(Data extracted from a collection)
>>
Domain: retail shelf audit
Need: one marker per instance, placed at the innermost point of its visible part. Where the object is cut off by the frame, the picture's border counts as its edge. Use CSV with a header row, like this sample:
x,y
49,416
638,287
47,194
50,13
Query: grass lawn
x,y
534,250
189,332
<<
__WHAT TO PRODUCE__
Would you copy out all of the entries exactly?

__RESULT__
Domain: retail shelf audit
Need: one marker per instance, placed at the innermost point of its visible part. Where the object is cut off by the frame, the picture's border counts as its edge. Use CSV with a header row, like this sample:
x,y
49,416
638,287
47,194
50,13
Query: grass lawn
x,y
534,250
189,332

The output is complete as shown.